## [Exercise details]
In the comment on gaming and Hollywood, why does the writer say Severance probably made a loss? Answer in one to three sentences.

## [Exercise text]
####

This problem isn't unique to gaming, is it? Hollywood is seeing the exact same problems. Out of control budgets, ever slower production and cratering audience figures even for what should be reliable IPs. Disney's Snow White being a notorious example of the problem, but it's endemic. Severance was a huge hit for Apple TV+ but seems likely to have made a loss due to absurdly lax cost control.
You're probably underplaying the problem of wokeness. It isn't just that it upsets potential customers (and that is a huge issue, regardless of whether you like them or not). It's that wokeness degrades management skill across an organization by insisting on the hiring and promotion of people based on ideology, even if they can't deliver. After enough years of this organizational effectiveness is trashed, ability to take on board feedback is trashed, ability to impose deadline pressure is trashed (would create a hostile workplace!) and so on.
Look at all the companies that are failing hardest right now, and what you see is always the same: they fail at their core mission by prioritizing ideology whilst telling themselves it's virtuous to be losing money because it proves they're fighting the good fight. The people making the bad decisions can't be removed for the same reasons, which is why Kathleen Kennedy sticks around.
The fix is simple enough, though unlikely to happen anytime soon: new studios need to be set up that have a policy of refusing to hire woke people. Once a culture of excellence is restored, the ability to ship will be restored with it.

####

## [Supplied material]
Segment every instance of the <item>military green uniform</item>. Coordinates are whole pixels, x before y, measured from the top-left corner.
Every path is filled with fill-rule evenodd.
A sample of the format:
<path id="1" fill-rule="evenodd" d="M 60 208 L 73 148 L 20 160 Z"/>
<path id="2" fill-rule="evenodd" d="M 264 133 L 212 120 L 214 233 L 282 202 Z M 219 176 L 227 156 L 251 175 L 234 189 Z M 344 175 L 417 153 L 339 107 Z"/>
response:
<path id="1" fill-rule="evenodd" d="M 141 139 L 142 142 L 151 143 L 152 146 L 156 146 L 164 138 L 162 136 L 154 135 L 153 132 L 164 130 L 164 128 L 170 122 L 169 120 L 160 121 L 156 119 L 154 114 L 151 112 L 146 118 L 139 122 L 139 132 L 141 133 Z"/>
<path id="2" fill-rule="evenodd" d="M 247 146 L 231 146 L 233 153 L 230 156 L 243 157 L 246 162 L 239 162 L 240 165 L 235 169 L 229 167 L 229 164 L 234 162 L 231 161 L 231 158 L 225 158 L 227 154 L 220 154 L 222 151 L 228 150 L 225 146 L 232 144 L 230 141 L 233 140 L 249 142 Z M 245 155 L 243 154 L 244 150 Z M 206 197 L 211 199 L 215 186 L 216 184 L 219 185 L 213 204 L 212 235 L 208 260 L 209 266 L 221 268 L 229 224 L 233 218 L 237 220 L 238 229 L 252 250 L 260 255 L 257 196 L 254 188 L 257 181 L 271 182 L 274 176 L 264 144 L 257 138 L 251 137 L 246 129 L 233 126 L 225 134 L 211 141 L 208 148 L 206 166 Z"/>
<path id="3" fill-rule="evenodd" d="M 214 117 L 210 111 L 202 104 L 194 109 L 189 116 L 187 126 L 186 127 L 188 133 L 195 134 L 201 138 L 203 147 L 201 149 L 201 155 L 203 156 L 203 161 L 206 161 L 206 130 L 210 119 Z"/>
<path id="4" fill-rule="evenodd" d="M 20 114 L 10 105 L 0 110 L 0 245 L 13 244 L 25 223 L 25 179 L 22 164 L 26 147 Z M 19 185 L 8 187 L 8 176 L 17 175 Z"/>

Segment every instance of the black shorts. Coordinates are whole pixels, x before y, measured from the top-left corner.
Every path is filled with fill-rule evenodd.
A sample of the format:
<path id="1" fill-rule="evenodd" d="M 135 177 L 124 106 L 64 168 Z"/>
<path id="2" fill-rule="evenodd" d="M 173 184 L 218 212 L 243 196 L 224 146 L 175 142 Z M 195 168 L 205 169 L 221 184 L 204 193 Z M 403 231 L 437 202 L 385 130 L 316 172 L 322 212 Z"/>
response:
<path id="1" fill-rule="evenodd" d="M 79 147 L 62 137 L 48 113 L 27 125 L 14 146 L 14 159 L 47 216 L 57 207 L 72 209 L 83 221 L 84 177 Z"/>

####

## [Reply]
The writer says Severance was a huge hit for Apple TV+ but likely made a loss because of absurdly lax cost control.